Trecho
..........

Boa pergunta, para respondê-la tenho que recuar bastante na minha vida. Acho que nessa trajetória tenho associado dois interesses que estavam presentes desde meus estudos de graduação entre a Argentina e a França, isto é, as abordagens sobre enfoques de desenvolvimento social e humano, em particular o enfoque teórico das capacidades do autor Amartya Sem e a perspectiva empírica de Muhammad Yunus, sobre os quais fiz um trabalho de conclusão e depois o continuei para apresentá-lo num concurso do Conselho de Ciências Econômicas da Cidade de Buenos Aires. Já no mestrado no CIDE no México, aprofundei essa linha de pesquisa e fiz uma dissertação sobre alguns programas de desenvolvimento local, sempre com esses autores Sen e Yunus como referência, somados à ideia da construção do capital social do Robert Putnam, um enfoque que descobri durante um intercâmbio na Universidade de Bergen na Noruega. Foi precisamente quando estava terminando essa dissertação que pensei que podia combinar meus interesses sobre desenvolvimento social e humano com o estudo do esporte. Isso aconteceu em 2005. No momento desta entrevista, em 2018, estou reparando que levo quase 13 anos estudando a área denominada em inglês como Sport for Development em diferentes contextos.

 

Em sua viagem a Moscou, você observou o Festival da Fundação da FIFA que reuniu 48 organizações não governamentais de 38 países. A partir de sua visão sociológica, como você encara a intenção da organização em promover por meio desse evento uma causa social?

..........

Tarefas
1 - Segundo o trecho, onde foi descoberto o enfoque de Robert Putnam sobre a construção do capital social?
2 - Escreva a continuação do trecho sobre esporte e desenvolvimento social, começando logo após a última frase.

..........

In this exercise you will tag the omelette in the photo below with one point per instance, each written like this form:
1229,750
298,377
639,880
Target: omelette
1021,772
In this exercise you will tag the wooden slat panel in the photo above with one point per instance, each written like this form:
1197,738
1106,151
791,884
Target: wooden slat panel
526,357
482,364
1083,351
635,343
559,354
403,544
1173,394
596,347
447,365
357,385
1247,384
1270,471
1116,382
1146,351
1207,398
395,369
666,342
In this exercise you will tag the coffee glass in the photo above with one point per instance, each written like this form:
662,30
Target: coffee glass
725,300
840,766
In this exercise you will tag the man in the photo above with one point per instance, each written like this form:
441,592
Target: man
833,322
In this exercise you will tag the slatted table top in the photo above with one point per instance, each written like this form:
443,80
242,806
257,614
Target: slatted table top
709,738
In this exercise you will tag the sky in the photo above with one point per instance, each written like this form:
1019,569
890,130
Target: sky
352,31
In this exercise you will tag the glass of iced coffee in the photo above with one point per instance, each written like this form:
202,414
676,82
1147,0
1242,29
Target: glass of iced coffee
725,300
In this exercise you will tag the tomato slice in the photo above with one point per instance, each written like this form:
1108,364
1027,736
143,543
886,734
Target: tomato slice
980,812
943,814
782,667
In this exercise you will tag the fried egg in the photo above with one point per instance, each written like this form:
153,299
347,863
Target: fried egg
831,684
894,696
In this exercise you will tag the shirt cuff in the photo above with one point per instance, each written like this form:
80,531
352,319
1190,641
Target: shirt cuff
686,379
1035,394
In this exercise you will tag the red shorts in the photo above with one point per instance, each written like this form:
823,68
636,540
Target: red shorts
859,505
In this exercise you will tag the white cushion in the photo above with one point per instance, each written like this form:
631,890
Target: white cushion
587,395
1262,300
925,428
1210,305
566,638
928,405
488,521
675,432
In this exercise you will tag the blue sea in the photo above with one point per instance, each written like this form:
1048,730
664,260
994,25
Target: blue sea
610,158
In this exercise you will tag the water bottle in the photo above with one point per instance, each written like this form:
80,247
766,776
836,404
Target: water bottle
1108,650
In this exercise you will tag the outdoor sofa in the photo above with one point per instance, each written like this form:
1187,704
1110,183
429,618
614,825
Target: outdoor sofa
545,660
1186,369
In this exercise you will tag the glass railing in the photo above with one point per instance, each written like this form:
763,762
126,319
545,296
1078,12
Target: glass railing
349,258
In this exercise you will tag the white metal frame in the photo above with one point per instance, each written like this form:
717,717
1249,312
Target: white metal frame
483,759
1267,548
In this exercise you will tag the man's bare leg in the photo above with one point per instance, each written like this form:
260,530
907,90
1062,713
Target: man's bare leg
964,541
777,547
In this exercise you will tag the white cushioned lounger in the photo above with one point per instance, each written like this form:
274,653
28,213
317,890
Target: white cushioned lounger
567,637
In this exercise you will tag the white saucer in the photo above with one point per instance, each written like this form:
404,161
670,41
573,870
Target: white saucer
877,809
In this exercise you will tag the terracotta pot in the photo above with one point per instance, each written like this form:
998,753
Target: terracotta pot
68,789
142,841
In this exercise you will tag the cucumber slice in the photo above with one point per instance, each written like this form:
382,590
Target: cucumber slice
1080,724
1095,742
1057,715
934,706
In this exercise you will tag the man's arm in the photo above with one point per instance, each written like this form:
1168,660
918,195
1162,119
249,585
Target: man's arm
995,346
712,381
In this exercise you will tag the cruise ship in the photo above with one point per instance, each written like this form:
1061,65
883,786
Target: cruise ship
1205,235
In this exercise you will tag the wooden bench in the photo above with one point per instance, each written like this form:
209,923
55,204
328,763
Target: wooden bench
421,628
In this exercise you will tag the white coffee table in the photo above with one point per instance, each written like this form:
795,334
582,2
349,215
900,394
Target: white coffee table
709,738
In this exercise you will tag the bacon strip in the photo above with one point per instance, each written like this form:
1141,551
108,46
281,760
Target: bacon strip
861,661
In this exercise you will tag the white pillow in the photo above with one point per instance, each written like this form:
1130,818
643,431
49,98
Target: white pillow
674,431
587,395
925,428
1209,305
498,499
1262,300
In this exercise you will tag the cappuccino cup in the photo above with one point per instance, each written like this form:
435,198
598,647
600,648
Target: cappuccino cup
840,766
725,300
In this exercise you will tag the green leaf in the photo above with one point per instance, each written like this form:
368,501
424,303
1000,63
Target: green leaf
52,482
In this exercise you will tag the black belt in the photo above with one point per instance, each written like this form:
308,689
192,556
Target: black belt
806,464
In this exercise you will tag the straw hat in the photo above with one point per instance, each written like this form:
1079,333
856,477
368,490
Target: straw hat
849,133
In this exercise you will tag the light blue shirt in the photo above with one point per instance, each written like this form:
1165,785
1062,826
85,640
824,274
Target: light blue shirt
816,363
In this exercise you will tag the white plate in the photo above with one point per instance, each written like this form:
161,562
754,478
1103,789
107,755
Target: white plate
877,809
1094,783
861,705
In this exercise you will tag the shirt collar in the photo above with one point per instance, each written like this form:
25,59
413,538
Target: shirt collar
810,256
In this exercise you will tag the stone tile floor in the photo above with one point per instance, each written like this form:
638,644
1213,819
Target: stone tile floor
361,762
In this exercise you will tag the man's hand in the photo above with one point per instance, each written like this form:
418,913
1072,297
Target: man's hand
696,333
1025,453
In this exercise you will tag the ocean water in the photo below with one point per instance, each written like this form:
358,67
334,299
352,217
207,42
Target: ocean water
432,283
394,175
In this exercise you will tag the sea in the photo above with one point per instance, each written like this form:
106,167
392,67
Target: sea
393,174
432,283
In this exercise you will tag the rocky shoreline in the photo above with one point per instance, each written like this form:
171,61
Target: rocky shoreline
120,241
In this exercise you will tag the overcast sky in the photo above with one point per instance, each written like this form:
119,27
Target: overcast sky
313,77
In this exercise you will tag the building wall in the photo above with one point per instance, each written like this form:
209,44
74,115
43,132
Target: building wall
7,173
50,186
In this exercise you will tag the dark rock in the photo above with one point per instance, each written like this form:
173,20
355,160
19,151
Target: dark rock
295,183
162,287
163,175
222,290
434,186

..........

Resultados finais
1 - Durante um intercâmbio na Universidade de Bergen, na Noruega.

2 -
O Festival reuniu organizações não governamentais, ONGs, que trabalham o ano todo e já há vários anos, inclusive, com o futebol como uma ferramenta, entre outras tantas, para acompanhar e incluir crianças de ambos sexos em programas de desenvolvimento social. Cada contexto é diferente e depende das problemáticas locais, mas o futebol é transformado em diferentes metodologias para fazer campanhas de prevenção de saúde, conscientização de questões de gênero, integração de refugiados e minorias, acompanhamento escolar e formação de jovens líderes entre outras questões. O que é interessante é que o futebol passa para um segundo plano, o que importa realmente são os conteúdos sociais que são tratados nesses projetos. O festival aconteceu na periferia de Moscou num centro olímpico chamado Olimpiet. Já tinha observado vários festivais dessa natureza com a mesma rede de ONGs. Durante a Euro Copa 2016 na França, houve um festival na cidade de Lyon da mesma rede de ONGs, ligadas a Streetfootballworld. Naquele festival, fiz uma observação de campo que será publicada em breve na Sociology of Sport Journal. A mesma coisa tinha feito no Festival Football for Hope no Rio de Janeiro 2014 [1] durante na Copa no Brasil, e anteriormente em Salvador, na Bahia, num festival latino-americano de futebol, sediado pelo Instituto Fazer Acontecer[2],  em dezembro 2013.

Fonte: Festival Fifa Foundation Moscou 2018

Em Moscou, você teve a oportunidade de acompanhar o trabalho de alguma ONG que trabalha com futebol? Como foi essa experiência?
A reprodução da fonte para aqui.